Exercise requirements: In full and word for word, restate the lines of the listing.

[Start of section]

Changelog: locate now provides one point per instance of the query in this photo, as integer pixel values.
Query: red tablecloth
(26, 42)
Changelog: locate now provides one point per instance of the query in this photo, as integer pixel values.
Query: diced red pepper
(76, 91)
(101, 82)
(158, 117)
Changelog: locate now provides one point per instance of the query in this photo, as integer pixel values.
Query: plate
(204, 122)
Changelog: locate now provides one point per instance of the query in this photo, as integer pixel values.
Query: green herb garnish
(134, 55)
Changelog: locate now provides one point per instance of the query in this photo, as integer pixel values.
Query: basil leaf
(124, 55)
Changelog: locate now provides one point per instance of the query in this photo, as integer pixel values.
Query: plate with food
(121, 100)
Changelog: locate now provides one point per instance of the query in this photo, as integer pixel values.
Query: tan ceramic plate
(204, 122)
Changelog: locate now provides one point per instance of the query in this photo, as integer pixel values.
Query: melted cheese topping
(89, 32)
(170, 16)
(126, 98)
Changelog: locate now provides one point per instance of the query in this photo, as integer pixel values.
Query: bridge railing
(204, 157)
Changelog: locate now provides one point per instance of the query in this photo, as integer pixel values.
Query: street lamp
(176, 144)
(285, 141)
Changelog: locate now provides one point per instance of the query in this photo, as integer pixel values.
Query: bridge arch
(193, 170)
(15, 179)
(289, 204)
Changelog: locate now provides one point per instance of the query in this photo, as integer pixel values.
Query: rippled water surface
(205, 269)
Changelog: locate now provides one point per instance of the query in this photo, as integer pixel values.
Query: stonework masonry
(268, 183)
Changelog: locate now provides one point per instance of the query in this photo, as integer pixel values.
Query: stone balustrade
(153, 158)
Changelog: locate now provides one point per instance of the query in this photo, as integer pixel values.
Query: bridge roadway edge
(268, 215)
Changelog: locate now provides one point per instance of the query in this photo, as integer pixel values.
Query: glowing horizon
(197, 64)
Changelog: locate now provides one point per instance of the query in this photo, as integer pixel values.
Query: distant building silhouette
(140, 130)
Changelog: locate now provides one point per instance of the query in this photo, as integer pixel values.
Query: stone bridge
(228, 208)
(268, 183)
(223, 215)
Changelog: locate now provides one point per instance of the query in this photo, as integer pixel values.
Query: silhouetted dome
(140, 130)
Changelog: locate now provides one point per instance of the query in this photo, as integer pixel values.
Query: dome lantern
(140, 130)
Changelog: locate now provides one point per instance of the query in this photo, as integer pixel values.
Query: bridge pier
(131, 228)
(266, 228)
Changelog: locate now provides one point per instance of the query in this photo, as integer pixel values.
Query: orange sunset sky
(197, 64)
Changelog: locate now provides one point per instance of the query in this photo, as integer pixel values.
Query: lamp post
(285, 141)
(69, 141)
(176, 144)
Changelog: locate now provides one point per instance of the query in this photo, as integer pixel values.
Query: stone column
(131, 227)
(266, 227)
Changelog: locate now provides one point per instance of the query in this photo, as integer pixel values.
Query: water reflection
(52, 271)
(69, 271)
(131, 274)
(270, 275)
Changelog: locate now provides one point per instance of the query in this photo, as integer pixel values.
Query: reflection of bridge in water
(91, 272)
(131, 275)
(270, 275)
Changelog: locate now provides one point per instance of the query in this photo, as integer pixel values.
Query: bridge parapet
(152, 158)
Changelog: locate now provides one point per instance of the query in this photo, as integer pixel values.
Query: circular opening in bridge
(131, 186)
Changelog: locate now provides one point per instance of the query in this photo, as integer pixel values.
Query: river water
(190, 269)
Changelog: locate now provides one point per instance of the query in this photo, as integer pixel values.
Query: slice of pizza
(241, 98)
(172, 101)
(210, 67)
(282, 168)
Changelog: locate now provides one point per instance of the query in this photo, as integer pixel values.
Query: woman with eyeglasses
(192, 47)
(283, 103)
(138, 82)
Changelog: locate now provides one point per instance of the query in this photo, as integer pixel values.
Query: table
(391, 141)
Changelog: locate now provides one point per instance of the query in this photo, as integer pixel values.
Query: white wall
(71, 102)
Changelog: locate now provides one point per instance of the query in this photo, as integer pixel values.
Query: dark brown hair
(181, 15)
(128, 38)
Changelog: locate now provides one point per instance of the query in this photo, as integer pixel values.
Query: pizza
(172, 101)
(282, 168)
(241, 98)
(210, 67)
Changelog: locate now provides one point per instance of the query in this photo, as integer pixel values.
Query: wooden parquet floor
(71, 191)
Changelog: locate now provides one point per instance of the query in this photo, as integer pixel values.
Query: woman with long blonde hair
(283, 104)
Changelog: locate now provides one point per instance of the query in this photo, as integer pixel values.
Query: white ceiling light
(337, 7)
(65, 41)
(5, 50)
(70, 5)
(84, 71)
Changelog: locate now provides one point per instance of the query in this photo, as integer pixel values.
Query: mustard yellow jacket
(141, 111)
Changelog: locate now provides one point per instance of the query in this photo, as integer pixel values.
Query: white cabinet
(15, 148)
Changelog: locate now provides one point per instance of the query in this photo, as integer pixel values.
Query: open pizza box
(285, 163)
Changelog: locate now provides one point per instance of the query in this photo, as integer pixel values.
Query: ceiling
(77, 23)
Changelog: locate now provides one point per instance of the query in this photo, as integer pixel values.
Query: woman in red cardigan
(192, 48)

[End of section]

Output:
Changelog: locate now provides one point per instance of the query in this photo, as integer pixel values.
Query: red tablecloth
(26, 42)
Changelog: locate now provides one point per instance of the query in this photo, as integer pixel values.
Query: diced red pepper
(76, 91)
(101, 82)
(158, 117)
Changelog: locate now provides one point per instance of the query in this photo, as integer pixel values.
Query: plate
(204, 122)
Changelog: locate now provides one point per instance of the query in this photo, as integer pixel values.
Query: green herb garnish
(134, 55)
Changelog: locate now provides one point per instance of the query in this photo, as integer pixel values.
Query: basil leaf
(124, 55)
Changelog: locate now provides one point per instance of the query in this photo, as integer pixel values.
Query: plate with food
(121, 100)
Changelog: locate now provides one point per instance of the query in this photo, as integer pixel values.
Query: tan ceramic plate
(204, 122)
Changelog: locate now provides one point per instance of the query in this photo, as integer pixel values.
Query: melted cheese topping
(89, 32)
(170, 16)
(126, 98)
Changelog: locate now provides one point per instance of the query in this photo, as integer pixel values.
Query: bridge railing
(204, 157)
Changelog: locate now provides one point per instance of the query in this photo, as integer pixel values.
Query: street lamp
(176, 144)
(285, 141)
Changelog: locate now provides one point per instance of the query in this photo, as integer pixel values.
Query: bridge arch
(193, 170)
(15, 179)
(289, 204)
Changelog: locate now provides one point per instance of the query in this photo, as integer pixel values.
Query: rippled water surface
(205, 269)
Changelog: locate now provides one point per instance of the query in this photo, as integer pixel values.
Query: stonework masonry
(268, 183)
Changelog: locate now provides one point per instance of the query in this photo, as integer pixel values.
Query: stone balustrade
(153, 158)
Changelog: locate now provides one point per instance of the query in this photo, as integer pixel values.
Query: bridge roadway edge
(268, 215)
Changelog: locate now provides one point per instance of the query in this photo, as integer pixel values.
Query: glowing horizon
(197, 64)
Changelog: locate now provides one point per instance of the query in this photo, as integer pixel values.
Query: distant building silhouette
(140, 130)
Changelog: locate now provides one point per instance of the query in this photo, as integer pixel values.
Query: stone bridge
(228, 208)
(268, 183)
(223, 215)
Changelog: locate now provides one point per instance of the query in this photo, as integer pixel values.
Query: silhouetted dome
(140, 130)
Changelog: locate now provides one point per instance of the query in this photo, as integer pixel values.
Query: dome lantern
(140, 130)
Changelog: locate now provides one point per instance of the query in this photo, as integer pixel values.
Query: bridge pier
(131, 228)
(266, 228)
Changelog: locate now provides one point per instance of the query in this photo, as integer pixel values.
Query: orange sunset sky
(197, 64)
Changelog: locate now provides one point per instance of the query in this photo, as integer pixel values.
Query: lamp post
(285, 141)
(69, 141)
(176, 144)
Changelog: locate now provides one point per instance of the query in this photo, as integer pixel values.
Query: stone column
(131, 227)
(266, 227)
Changelog: locate now provides one point per instance of the query in this photo, as integer pixel values.
Query: water reflection
(52, 271)
(69, 271)
(131, 274)
(270, 275)
Changelog: locate now provides one point per instance of the query in this photo, as integer pixel values.
Query: reflection of bridge in water
(91, 272)
(131, 275)
(270, 275)
Changelog: locate now provides one point per instance of the query in this photo, as integer pixel values.
Query: bridge parapet
(152, 158)
Changelog: locate now provides one point per instance of the query in this photo, as integer pixel values.
Query: circular opening in bridge
(131, 186)
Changelog: locate now provides one point per instance of the query in this photo, as integer pixel values.
Query: river water
(190, 269)
Changelog: locate now provides one point per instance of the query in this photo, as integer pixel values.
Query: slice of pizza
(241, 98)
(172, 101)
(210, 67)
(282, 168)
Changelog: locate now provides one point per instance of the query in this photo, as integer pixel values.
Query: woman with eyeglasses
(192, 47)
(283, 103)
(138, 82)
Changelog: locate now provides one point per instance of the query in this photo, as integer pixel values.
Query: table
(391, 141)
Changelog: locate now provides one point per instance of the query in this photo, as integer pixel values.
Query: white wall
(71, 102)
Changelog: locate now provides one point per instance of the query in this photo, as integer pixel values.
Query: dark brown hair
(181, 15)
(128, 38)
Changelog: locate now provides one point per instance of the query in this photo, as integer pixel values.
Query: pizza
(172, 101)
(282, 168)
(241, 98)
(210, 67)
Changelog: locate now provides one point per instance of the query in this photo, as integer pixel values.
Query: wooden parquet floor
(71, 191)
Changelog: locate now provides one point per instance of the query in this photo, as integer pixel values.
Query: woman with long blonde hair
(283, 104)
Changelog: locate now provides one point per instance of the query in this photo, as integer pixel values.
Query: white ceiling light
(337, 7)
(65, 41)
(5, 50)
(70, 5)
(84, 71)
Changelog: locate now provides one point per instance of the query in this photo, as integer pixel values.
Query: mustard yellow jacket
(141, 111)
Changelog: locate now provides one point per instance of the query in this photo, as integer pixel values.
Query: white cabinet
(15, 148)
Changelog: locate now provides one point per instance of the query in this photo, as integer pixel values.
Query: open pizza box
(285, 163)
Changelog: locate now provides one point per instance of the query in this photo, as integer pixel values.
Query: ceiling
(77, 23)
Changelog: locate now provides one point per instance of the query in this photo, as integer pixel values.
Query: woman in red cardigan
(192, 48)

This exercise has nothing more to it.